__RECORDS FOR THE EXERCISE__.
■ ■ ■ ■ ■ ■ ■

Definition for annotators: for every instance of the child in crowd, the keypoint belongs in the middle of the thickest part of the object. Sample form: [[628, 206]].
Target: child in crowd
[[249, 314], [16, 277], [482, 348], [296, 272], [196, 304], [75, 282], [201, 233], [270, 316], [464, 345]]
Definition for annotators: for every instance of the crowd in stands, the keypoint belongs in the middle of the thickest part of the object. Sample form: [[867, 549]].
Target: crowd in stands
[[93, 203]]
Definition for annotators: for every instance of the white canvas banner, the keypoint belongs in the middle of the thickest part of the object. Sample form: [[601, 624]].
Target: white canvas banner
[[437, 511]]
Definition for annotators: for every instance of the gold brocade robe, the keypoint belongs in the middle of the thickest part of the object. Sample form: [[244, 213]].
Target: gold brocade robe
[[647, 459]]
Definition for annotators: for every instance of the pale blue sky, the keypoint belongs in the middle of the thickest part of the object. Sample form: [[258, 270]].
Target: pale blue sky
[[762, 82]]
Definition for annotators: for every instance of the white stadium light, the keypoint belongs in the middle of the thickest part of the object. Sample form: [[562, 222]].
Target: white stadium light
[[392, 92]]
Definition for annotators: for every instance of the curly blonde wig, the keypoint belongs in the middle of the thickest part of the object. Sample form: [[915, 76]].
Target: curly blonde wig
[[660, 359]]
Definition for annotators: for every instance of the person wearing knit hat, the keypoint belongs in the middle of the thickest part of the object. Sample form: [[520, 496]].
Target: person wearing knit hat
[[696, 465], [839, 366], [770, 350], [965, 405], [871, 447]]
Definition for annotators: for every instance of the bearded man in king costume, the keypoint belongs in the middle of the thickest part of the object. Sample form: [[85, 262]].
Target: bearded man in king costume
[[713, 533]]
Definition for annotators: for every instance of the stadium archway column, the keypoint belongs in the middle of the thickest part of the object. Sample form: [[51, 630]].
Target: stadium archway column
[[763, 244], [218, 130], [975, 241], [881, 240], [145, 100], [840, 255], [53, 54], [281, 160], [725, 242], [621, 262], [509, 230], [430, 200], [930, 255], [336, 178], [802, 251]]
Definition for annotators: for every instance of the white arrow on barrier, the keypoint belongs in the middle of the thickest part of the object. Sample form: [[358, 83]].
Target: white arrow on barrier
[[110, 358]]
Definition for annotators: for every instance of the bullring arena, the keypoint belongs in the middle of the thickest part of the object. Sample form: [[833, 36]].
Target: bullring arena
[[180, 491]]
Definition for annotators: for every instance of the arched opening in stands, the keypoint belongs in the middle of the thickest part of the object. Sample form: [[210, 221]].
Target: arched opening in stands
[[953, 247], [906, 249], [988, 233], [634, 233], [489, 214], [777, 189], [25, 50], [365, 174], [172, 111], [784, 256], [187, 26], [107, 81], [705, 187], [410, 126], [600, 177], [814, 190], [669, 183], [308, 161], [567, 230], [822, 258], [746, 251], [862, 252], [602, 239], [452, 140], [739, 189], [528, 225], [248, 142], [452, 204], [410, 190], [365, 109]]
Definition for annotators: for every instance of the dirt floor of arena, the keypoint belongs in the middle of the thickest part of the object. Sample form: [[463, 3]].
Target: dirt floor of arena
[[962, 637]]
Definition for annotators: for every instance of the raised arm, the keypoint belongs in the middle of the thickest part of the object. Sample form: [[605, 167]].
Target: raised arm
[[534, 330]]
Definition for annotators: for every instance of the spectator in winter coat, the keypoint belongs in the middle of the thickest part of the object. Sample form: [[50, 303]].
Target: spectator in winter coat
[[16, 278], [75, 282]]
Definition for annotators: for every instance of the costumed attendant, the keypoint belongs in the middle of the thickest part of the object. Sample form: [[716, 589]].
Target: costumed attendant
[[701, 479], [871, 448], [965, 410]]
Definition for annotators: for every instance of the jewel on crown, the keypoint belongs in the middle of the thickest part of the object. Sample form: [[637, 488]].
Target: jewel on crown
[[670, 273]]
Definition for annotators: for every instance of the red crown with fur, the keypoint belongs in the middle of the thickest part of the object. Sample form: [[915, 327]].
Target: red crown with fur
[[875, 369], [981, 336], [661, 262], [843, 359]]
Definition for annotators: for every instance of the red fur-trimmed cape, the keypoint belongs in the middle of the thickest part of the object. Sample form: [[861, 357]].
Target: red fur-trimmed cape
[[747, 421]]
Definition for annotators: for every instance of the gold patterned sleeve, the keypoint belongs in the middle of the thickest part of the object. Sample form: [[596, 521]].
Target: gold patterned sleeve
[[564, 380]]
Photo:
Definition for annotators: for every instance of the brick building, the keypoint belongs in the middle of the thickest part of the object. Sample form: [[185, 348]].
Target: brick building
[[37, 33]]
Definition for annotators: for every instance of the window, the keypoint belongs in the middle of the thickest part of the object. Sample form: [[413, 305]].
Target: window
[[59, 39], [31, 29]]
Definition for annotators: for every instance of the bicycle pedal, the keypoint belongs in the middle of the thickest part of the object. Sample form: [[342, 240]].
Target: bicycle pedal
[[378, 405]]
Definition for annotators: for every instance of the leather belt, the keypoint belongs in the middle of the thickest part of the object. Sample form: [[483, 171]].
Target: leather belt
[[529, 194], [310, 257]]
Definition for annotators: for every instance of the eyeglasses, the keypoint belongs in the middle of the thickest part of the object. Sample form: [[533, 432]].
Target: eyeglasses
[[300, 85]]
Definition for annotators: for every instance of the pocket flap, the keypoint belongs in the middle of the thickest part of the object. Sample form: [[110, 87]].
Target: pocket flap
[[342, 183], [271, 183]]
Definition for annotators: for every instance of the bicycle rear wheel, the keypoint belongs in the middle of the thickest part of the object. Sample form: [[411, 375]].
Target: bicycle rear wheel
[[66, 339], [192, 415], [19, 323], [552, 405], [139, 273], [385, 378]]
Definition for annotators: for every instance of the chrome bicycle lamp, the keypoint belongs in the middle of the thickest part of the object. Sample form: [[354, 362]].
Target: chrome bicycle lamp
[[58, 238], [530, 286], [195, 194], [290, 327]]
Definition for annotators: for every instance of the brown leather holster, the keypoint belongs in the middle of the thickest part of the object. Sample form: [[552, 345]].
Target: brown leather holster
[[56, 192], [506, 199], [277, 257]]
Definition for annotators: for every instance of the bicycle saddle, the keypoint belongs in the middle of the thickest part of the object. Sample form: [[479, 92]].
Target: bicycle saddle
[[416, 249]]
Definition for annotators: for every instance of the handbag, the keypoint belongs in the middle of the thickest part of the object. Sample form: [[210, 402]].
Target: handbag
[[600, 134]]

■ ■ ■ ■ ■ ■ ■

__ABOUT THIS EXERCISE__. One stretch of the lines above is wanted, from the line that contains "Target: white stadium light" through the line that contains "Definition for annotators: for every instance of the person". Output it exactly.

__RESULT__.
Target: white stadium light
[[392, 92]]
Definition for annotators: for every instance of the curly blonde wig, the keypoint belongs in the middle of the thickest part of the object. Sample form: [[915, 76]].
Target: curly blonde wig
[[660, 359]]
Definition for annotators: for every instance of the person wearing knit hat, the keypoint belongs in the middle of the thickest part of the object. Sample form: [[520, 496]].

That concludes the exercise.